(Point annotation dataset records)
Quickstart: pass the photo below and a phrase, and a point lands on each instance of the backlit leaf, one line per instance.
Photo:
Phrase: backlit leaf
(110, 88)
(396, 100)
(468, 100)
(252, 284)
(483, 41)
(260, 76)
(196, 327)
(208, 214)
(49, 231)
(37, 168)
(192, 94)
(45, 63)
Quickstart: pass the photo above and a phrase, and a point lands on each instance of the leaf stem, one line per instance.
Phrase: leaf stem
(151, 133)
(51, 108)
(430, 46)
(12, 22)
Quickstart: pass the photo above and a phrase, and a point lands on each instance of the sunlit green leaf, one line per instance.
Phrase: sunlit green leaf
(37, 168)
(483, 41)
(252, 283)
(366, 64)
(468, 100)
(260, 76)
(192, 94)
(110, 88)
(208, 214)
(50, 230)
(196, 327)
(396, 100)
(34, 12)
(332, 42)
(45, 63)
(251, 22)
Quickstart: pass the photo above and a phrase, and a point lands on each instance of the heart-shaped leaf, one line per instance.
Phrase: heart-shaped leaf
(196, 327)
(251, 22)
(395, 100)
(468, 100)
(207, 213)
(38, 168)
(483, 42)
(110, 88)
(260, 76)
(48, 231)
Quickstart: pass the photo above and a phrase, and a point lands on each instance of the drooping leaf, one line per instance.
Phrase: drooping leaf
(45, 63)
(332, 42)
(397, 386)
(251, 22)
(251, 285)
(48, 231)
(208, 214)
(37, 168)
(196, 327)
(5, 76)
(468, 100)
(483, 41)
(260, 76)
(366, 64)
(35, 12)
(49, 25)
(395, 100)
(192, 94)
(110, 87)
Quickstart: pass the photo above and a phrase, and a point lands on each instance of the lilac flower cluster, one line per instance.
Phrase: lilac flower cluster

## Problem to solve:
Reproduce all of the records above, swapping every "instance" for "occurrence" and leaving everything else unchanged.

## Finished task:
Quickstart: pass the photo below and a phrase, and a point lands on each occurrence of the backlit leaf, one line per occurrence.
Photo:
Phrase: backlit leaf
(110, 88)
(396, 100)
(468, 100)
(252, 284)
(483, 41)
(260, 76)
(196, 327)
(208, 214)
(49, 231)
(37, 168)
(192, 94)
(45, 63)
Quickstart: pass the photo above and a phrase, and a point lands on each occurrence of the leaf stem, one line per occurrence.
Phrase: leaf stem
(151, 133)
(51, 108)
(430, 46)
(12, 22)
Quickstart: pass the photo above and a phrase, and a point lands on each occurrence of the sunlit green leaf, one line per occurrence.
Phrase: sunlit green leaf
(37, 168)
(483, 41)
(252, 283)
(366, 64)
(468, 100)
(260, 76)
(192, 94)
(110, 88)
(208, 214)
(50, 230)
(196, 327)
(396, 100)
(34, 12)
(332, 42)
(45, 63)
(251, 22)
Quickstart: pass the photo above and a phrase, and a point lands on each occurrence of the heart-shaped leaf, one line per occurrence.
Phrase: heart-shaped leaf
(196, 327)
(251, 22)
(395, 100)
(468, 100)
(207, 213)
(38, 168)
(483, 42)
(110, 88)
(260, 76)
(48, 231)
Quickstart: pass the photo above and a phrase, and a point lands on each occurrence of the drooping leaf, one line per occurrence.
Phrase: drooping leaf
(45, 63)
(332, 42)
(397, 386)
(251, 22)
(251, 285)
(48, 231)
(208, 214)
(37, 168)
(196, 327)
(5, 76)
(468, 100)
(483, 41)
(260, 76)
(366, 64)
(35, 12)
(49, 25)
(395, 100)
(192, 94)
(110, 87)
Quickstart: pass the photo above and a phrase, and a point lands on each occurrence of the lilac flower cluster, one line per occurrence.
Phrase: lilac flower cluster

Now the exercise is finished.